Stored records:
******

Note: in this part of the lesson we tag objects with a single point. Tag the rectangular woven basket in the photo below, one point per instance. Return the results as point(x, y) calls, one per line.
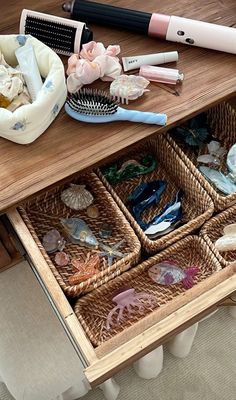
point(222, 122)
point(190, 251)
point(197, 205)
point(43, 212)
point(213, 230)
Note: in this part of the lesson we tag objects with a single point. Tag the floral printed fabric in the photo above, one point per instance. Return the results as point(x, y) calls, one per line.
point(25, 124)
point(93, 62)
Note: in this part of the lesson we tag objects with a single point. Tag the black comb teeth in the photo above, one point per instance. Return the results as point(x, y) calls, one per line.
point(54, 34)
point(92, 102)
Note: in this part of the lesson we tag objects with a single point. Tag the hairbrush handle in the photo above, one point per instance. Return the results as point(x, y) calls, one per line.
point(120, 115)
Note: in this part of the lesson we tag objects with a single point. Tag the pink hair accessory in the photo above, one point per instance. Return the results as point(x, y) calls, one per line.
point(93, 62)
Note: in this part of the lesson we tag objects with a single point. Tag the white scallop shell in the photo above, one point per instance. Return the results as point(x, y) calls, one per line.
point(76, 197)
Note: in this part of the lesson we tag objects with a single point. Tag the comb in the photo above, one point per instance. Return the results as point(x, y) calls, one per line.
point(63, 35)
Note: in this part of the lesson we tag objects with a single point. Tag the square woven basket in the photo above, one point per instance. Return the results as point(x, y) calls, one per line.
point(190, 251)
point(197, 205)
point(213, 230)
point(43, 212)
point(222, 122)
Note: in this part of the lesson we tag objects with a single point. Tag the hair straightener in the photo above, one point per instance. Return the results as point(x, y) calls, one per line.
point(175, 29)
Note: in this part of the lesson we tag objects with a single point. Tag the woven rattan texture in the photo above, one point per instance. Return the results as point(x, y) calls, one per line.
point(197, 205)
point(43, 213)
point(222, 122)
point(190, 251)
point(213, 230)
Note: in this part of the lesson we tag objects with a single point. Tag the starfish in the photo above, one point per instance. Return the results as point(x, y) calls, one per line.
point(111, 252)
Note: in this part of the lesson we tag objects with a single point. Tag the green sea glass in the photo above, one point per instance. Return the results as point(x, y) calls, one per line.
point(129, 169)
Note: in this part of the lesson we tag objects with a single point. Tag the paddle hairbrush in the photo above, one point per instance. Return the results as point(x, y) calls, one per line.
point(95, 106)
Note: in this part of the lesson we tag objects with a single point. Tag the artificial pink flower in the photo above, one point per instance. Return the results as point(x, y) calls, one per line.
point(113, 50)
point(109, 66)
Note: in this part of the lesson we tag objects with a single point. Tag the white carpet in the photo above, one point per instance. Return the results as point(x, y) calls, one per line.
point(208, 373)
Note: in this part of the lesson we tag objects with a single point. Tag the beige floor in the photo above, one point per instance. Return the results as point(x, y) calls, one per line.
point(208, 373)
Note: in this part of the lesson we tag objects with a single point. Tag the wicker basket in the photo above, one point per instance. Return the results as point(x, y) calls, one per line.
point(197, 205)
point(189, 251)
point(43, 213)
point(222, 121)
point(213, 230)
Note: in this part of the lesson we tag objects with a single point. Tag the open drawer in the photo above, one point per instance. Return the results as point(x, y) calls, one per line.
point(105, 360)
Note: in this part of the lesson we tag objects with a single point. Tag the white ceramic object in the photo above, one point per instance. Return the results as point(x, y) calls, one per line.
point(110, 389)
point(232, 309)
point(150, 365)
point(28, 122)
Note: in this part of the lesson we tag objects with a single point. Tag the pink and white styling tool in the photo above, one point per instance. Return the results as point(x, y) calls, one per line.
point(175, 29)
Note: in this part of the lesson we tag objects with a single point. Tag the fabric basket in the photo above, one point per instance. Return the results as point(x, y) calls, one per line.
point(190, 251)
point(222, 122)
point(197, 205)
point(213, 230)
point(28, 122)
point(43, 212)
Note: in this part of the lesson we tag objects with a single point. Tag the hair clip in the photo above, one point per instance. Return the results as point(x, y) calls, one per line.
point(53, 241)
point(168, 273)
point(227, 242)
point(77, 197)
point(167, 219)
point(128, 87)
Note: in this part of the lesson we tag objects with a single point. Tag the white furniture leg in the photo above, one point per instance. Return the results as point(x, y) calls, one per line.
point(232, 309)
point(181, 344)
point(110, 389)
point(150, 366)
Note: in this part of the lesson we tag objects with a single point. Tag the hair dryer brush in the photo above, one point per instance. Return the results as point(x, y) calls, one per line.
point(95, 106)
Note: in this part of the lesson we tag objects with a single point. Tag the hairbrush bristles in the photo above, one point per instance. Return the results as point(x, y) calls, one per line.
point(96, 106)
point(92, 102)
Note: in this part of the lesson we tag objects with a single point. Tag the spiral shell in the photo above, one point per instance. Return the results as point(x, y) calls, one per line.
point(76, 197)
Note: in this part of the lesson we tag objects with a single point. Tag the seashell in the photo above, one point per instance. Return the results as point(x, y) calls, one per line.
point(219, 180)
point(62, 259)
point(105, 231)
point(53, 241)
point(92, 211)
point(226, 243)
point(128, 87)
point(168, 273)
point(76, 197)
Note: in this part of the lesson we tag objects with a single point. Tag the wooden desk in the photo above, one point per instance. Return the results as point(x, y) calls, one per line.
point(69, 146)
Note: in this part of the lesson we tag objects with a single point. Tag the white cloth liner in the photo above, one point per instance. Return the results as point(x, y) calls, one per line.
point(29, 121)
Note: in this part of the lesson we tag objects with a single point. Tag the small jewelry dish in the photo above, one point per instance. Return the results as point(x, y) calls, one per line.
point(29, 121)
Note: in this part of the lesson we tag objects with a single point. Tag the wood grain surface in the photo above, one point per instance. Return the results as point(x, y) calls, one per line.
point(69, 146)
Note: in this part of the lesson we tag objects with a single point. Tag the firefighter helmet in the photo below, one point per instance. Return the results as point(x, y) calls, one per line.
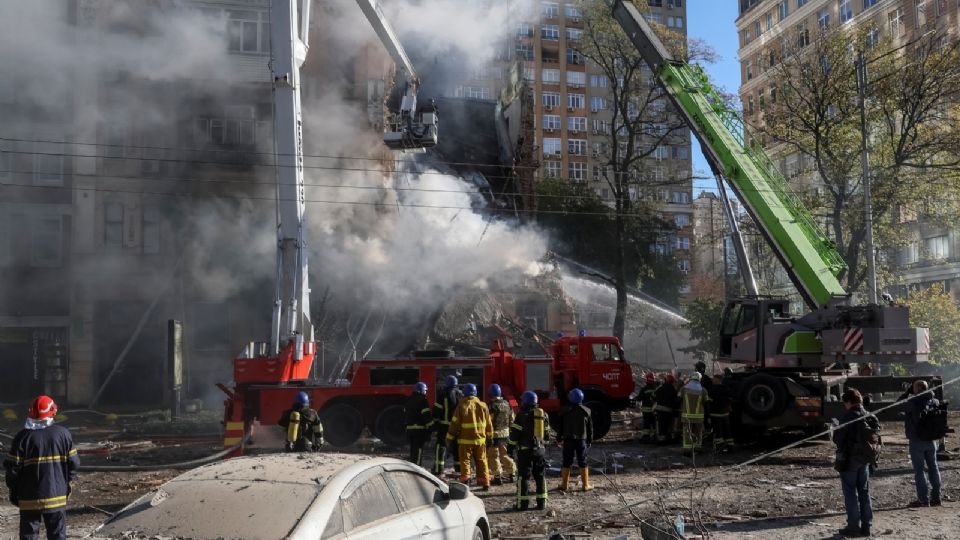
point(42, 408)
point(528, 398)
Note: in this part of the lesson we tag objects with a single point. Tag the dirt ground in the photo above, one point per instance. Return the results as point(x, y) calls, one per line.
point(793, 495)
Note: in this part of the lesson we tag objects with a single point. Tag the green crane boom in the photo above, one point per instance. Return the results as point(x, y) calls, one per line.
point(809, 257)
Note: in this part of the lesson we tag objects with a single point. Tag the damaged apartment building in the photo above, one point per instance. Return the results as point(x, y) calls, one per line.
point(126, 167)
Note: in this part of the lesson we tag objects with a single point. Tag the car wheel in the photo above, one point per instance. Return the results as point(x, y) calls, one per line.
point(342, 424)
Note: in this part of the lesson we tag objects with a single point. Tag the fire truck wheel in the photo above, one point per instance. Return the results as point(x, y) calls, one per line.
point(764, 396)
point(600, 414)
point(390, 426)
point(342, 424)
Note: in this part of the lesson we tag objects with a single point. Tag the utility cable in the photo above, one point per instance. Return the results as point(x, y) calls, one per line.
point(751, 461)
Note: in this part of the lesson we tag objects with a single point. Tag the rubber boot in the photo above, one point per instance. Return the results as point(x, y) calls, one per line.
point(564, 478)
point(585, 479)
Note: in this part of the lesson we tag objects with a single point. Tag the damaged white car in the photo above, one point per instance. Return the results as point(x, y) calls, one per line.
point(303, 496)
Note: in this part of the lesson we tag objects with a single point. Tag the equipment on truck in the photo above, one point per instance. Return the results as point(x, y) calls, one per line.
point(793, 362)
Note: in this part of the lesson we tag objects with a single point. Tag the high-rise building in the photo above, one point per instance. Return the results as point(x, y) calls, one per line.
point(932, 254)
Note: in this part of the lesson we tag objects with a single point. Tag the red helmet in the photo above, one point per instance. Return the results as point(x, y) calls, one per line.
point(42, 408)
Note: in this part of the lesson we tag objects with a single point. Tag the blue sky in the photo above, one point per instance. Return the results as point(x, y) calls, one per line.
point(713, 21)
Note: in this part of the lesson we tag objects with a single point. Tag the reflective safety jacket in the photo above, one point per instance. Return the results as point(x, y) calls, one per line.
point(692, 400)
point(418, 413)
point(471, 423)
point(444, 407)
point(501, 414)
point(39, 467)
point(529, 430)
point(647, 397)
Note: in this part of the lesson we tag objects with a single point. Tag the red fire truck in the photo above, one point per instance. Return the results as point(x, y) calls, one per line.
point(372, 394)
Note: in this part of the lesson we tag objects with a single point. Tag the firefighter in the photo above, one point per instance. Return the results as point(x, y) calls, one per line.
point(470, 428)
point(419, 421)
point(501, 415)
point(665, 402)
point(442, 413)
point(720, 406)
point(40, 465)
point(527, 435)
point(576, 435)
point(692, 399)
point(646, 407)
point(304, 430)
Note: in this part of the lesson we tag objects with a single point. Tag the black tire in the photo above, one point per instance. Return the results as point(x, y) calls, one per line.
point(390, 426)
point(342, 424)
point(600, 414)
point(763, 397)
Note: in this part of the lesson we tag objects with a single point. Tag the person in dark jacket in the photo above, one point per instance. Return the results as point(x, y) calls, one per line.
point(304, 430)
point(419, 421)
point(922, 453)
point(720, 404)
point(527, 434)
point(855, 476)
point(576, 435)
point(442, 415)
point(40, 466)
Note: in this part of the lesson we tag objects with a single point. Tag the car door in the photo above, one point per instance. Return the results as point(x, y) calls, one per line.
point(371, 511)
point(425, 501)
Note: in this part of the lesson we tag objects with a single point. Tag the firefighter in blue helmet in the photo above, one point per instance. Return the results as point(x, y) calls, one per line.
point(40, 465)
point(575, 433)
point(527, 434)
point(443, 410)
point(304, 430)
point(419, 421)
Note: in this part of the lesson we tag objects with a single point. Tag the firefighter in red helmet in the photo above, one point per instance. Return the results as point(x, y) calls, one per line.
point(39, 468)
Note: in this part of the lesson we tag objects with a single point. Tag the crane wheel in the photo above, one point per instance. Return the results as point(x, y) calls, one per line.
point(763, 397)
point(390, 426)
point(600, 414)
point(342, 424)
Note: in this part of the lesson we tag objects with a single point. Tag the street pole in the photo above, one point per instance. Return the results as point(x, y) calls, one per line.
point(865, 162)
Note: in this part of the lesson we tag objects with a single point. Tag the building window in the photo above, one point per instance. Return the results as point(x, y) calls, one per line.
point(151, 229)
point(551, 147)
point(550, 10)
point(551, 121)
point(846, 10)
point(823, 19)
point(938, 247)
point(577, 79)
point(48, 164)
point(551, 99)
point(47, 239)
point(551, 168)
point(578, 171)
point(577, 147)
point(524, 51)
point(895, 22)
point(248, 31)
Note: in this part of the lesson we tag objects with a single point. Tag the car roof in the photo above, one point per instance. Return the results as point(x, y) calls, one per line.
point(264, 496)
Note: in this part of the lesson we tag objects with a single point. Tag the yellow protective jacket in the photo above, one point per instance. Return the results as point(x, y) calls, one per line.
point(471, 423)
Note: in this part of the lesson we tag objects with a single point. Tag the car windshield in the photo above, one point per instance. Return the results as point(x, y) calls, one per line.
point(214, 508)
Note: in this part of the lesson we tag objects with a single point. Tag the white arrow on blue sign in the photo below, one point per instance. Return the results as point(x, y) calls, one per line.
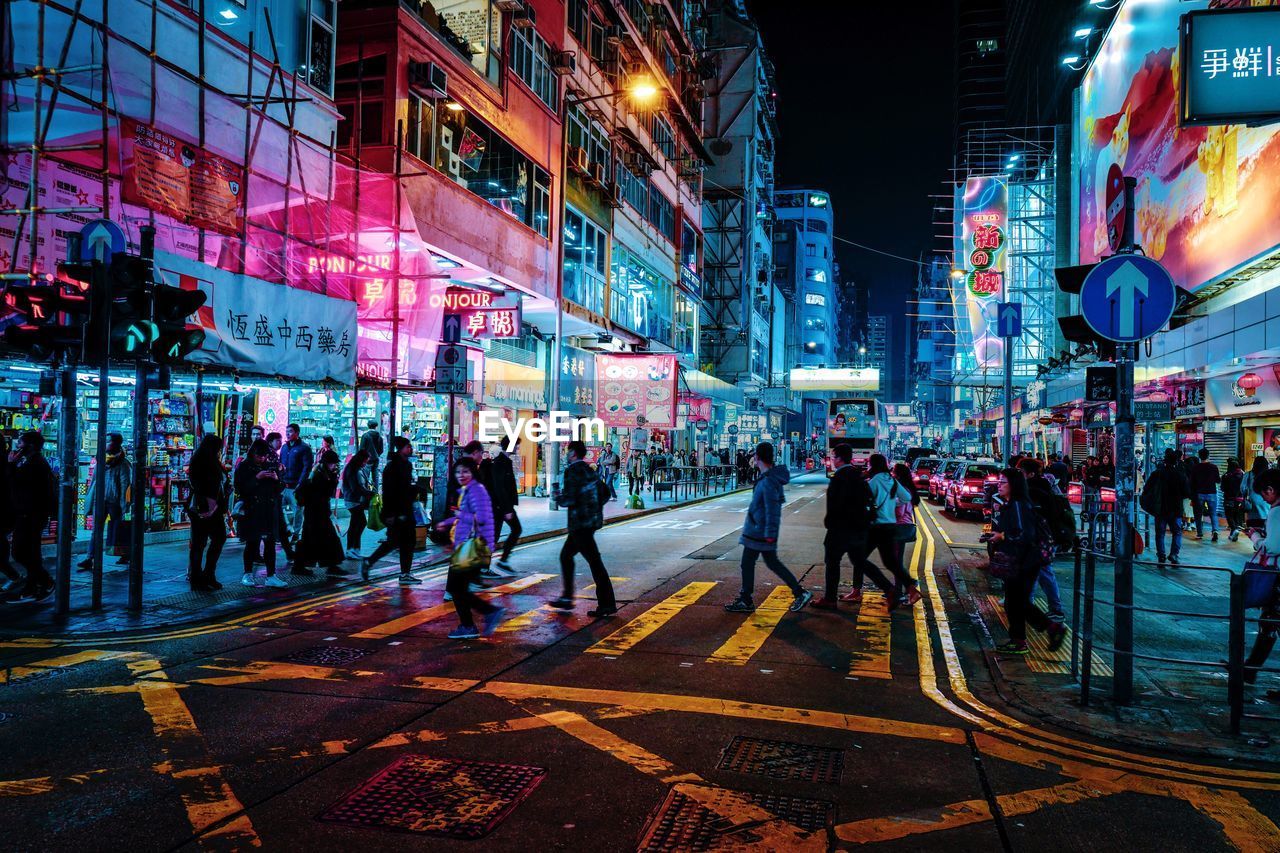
point(101, 238)
point(1128, 297)
point(1009, 320)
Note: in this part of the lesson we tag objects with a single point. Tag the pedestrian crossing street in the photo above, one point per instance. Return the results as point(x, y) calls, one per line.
point(864, 633)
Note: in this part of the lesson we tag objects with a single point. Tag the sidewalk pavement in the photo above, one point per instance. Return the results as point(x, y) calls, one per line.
point(1179, 706)
point(168, 600)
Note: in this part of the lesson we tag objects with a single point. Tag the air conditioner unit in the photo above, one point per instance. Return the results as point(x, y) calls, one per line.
point(565, 62)
point(524, 19)
point(428, 80)
point(613, 195)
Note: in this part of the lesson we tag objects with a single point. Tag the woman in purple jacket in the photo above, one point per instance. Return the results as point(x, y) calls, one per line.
point(472, 519)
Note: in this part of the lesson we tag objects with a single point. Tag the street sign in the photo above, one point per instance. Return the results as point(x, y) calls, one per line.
point(1115, 205)
point(1151, 411)
point(101, 238)
point(1128, 297)
point(1009, 320)
point(452, 328)
point(451, 379)
point(449, 355)
point(1100, 383)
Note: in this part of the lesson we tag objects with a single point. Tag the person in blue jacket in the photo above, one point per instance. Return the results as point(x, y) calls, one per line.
point(760, 533)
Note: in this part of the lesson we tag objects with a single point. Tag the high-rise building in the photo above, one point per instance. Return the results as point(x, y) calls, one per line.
point(737, 215)
point(805, 263)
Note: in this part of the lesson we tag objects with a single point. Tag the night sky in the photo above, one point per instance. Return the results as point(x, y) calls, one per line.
point(865, 113)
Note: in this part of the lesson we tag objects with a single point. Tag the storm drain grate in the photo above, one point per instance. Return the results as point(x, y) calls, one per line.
point(438, 797)
point(684, 824)
point(782, 760)
point(328, 655)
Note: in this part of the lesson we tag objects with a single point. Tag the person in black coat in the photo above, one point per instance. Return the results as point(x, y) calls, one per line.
point(398, 497)
point(208, 514)
point(33, 503)
point(504, 495)
point(257, 483)
point(848, 520)
point(319, 543)
point(7, 521)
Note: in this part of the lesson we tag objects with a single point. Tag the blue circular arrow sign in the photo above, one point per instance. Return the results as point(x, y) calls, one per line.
point(1128, 297)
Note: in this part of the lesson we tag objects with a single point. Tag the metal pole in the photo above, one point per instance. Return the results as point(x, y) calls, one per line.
point(1127, 474)
point(140, 483)
point(137, 525)
point(558, 235)
point(1235, 653)
point(1087, 629)
point(103, 286)
point(67, 434)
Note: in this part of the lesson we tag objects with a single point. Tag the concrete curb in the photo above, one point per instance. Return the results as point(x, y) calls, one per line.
point(232, 611)
point(1015, 698)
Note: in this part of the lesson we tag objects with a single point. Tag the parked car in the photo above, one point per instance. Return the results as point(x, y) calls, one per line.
point(965, 492)
point(922, 469)
point(941, 475)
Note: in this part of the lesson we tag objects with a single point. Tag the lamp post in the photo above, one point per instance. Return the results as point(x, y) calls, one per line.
point(641, 90)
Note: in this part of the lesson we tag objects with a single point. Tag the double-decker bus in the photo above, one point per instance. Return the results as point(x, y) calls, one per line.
point(859, 422)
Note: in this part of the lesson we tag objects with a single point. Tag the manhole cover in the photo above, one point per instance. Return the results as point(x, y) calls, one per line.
point(782, 760)
point(328, 655)
point(438, 797)
point(684, 824)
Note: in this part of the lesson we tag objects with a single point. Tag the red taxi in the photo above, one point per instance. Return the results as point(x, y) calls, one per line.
point(941, 475)
point(967, 492)
point(922, 469)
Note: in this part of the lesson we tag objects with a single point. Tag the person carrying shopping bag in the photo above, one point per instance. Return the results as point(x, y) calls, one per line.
point(357, 495)
point(472, 548)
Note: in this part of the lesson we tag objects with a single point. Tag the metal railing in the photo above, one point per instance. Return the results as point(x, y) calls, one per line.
point(1084, 600)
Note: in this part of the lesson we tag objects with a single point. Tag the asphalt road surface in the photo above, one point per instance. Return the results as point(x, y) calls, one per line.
point(351, 721)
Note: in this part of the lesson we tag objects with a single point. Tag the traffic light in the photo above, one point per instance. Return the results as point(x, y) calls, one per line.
point(51, 314)
point(128, 316)
point(170, 306)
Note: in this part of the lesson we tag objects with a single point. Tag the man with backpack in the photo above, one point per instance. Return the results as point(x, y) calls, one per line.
point(584, 493)
point(1162, 498)
point(848, 520)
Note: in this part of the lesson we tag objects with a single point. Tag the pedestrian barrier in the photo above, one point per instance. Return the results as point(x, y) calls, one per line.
point(1083, 643)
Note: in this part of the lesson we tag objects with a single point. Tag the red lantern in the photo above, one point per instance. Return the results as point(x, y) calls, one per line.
point(1249, 382)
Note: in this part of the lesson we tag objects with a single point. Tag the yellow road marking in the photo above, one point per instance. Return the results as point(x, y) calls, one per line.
point(44, 784)
point(873, 632)
point(754, 826)
point(18, 673)
point(513, 690)
point(748, 639)
point(1041, 658)
point(652, 619)
point(201, 785)
point(428, 614)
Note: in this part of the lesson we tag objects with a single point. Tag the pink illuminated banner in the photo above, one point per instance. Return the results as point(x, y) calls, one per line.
point(636, 389)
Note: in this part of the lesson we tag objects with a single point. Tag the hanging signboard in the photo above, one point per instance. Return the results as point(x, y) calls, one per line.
point(257, 327)
point(636, 386)
point(179, 179)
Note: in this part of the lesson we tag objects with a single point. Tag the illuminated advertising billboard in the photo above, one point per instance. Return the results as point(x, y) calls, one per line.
point(1206, 195)
point(982, 256)
point(804, 379)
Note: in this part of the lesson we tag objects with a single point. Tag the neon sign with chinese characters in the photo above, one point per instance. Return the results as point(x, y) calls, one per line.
point(484, 313)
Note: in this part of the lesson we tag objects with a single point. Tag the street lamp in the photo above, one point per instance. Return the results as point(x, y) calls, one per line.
point(643, 90)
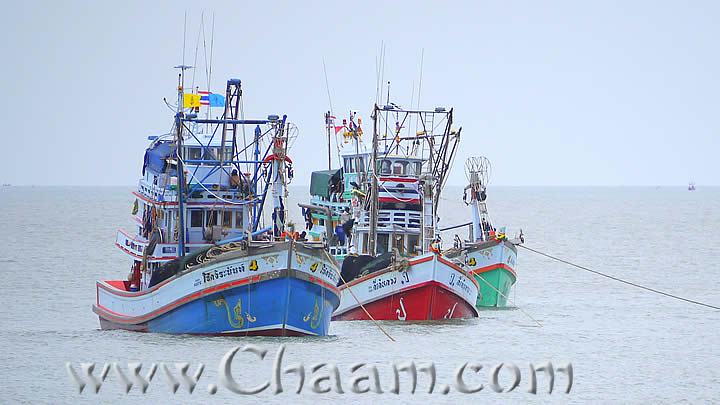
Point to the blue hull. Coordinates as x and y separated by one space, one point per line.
284 306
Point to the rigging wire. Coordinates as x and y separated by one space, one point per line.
677 297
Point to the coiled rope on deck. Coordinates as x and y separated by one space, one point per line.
677 297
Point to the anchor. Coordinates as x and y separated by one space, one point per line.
404 313
450 312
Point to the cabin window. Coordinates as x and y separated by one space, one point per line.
413 168
196 218
211 154
227 219
413 244
194 153
211 218
382 243
399 243
384 167
229 155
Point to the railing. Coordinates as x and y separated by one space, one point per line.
391 218
159 192
135 246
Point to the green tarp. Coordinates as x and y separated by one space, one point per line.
322 181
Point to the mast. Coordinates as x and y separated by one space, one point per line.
180 167
278 176
327 126
374 187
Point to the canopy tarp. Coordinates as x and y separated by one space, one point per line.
155 156
321 182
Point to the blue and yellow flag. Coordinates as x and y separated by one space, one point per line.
191 100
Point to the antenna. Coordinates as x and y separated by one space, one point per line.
478 170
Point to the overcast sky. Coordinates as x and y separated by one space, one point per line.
552 92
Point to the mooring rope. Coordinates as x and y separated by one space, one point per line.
677 297
363 308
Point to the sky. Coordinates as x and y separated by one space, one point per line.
554 93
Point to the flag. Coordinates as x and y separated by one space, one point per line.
216 100
191 100
204 97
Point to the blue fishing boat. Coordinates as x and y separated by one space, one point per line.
207 258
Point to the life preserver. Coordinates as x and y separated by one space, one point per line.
274 157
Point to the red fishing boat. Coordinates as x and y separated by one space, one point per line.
397 270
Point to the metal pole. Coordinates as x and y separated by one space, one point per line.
327 124
180 167
374 188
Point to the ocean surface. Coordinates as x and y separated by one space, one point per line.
624 344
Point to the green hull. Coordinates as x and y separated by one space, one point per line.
500 280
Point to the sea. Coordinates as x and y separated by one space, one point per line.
623 344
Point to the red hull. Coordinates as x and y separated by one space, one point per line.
425 302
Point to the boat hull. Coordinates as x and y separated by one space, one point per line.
493 266
285 290
430 288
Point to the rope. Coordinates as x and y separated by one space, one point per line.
512 301
621 280
363 308
209 191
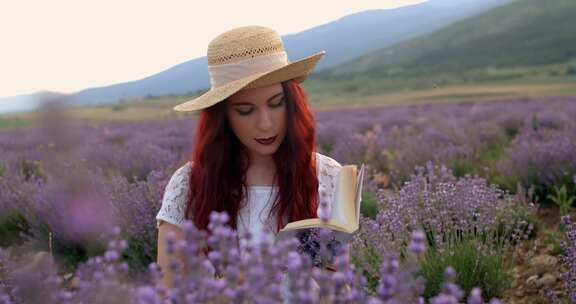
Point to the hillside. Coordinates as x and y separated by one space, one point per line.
343 39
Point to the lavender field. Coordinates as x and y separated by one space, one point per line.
464 203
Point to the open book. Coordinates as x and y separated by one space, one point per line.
345 214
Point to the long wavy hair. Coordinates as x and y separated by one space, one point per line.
219 164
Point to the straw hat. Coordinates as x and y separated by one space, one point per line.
247 57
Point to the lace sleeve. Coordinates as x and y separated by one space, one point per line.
174 199
328 170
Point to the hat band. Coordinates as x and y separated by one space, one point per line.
225 73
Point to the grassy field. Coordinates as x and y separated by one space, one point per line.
161 108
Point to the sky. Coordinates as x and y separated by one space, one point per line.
70 45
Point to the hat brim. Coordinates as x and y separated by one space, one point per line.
298 70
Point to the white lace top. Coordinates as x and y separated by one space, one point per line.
253 217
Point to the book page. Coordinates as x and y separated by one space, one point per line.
358 199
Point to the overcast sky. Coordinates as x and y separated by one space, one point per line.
69 45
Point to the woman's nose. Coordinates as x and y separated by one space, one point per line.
264 120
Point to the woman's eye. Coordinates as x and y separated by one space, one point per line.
243 111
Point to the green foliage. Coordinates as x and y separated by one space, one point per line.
473 268
553 237
562 199
136 256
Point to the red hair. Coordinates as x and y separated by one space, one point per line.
218 175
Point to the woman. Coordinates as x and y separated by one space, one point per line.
254 155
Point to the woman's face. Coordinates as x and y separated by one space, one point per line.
258 118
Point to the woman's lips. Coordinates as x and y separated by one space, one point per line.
266 141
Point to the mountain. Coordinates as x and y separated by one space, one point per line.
522 33
27 102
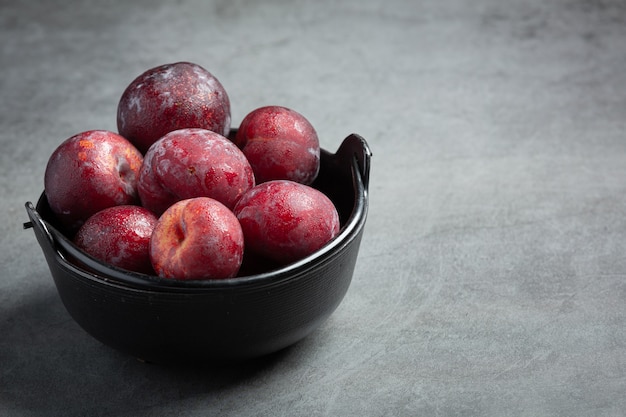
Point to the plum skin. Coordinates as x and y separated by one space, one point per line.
119 236
193 162
89 172
280 143
197 238
170 97
285 221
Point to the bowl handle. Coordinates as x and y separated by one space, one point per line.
37 224
354 146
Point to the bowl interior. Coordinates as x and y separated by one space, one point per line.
343 177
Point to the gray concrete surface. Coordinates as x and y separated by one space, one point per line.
491 279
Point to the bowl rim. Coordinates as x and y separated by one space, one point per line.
354 149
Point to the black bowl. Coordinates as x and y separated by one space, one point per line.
163 320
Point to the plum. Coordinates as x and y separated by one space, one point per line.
280 143
193 162
285 221
197 238
170 97
89 172
119 236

******

Your instructions |
Starting at the line that contains "Point to the red hair.", reproduce each line exactly through the end of the entries above, leaving every picture out.

Exercise answer |
Point to the red hair. Coordinates as x and y separated by one space, one point per line.
218 175
Point to the woman. Coordinates as x and y separated by one space, one point per line.
254 155
Point to the woman's face. Coordinates as x and y separated by one space, one point per line.
258 118
Point to the woman's lips. Coordinates as x and y separated by one space, one point per line.
266 141
Point to the mountain. Coordinates as x and y separated by one space, one point per line.
522 33
27 102
Point to the plum skin. Coordinates as x and y separated by one space, one point per line.
119 236
193 162
89 172
280 143
197 238
170 97
285 221
Point to the bowl handle. Coordinates as x and y separated by one space, one point per line.
37 224
354 146
Point to the bowl interior. Coordinates as x and y separated by one space, one point per line.
343 177
Point to the gray concrete surface. Coordinates as x and y separated by one space, one point per line.
491 279
Point to the bowl rim. Coordinates as x and y separated by one space, one point per line.
354 149
Point to the black bowl. Coordinates as x and y separated by one space, one point per line.
163 320
Point to the plum. Coordinates as x and y separated by one space, one point per line.
280 143
193 162
285 221
197 238
170 97
89 172
119 236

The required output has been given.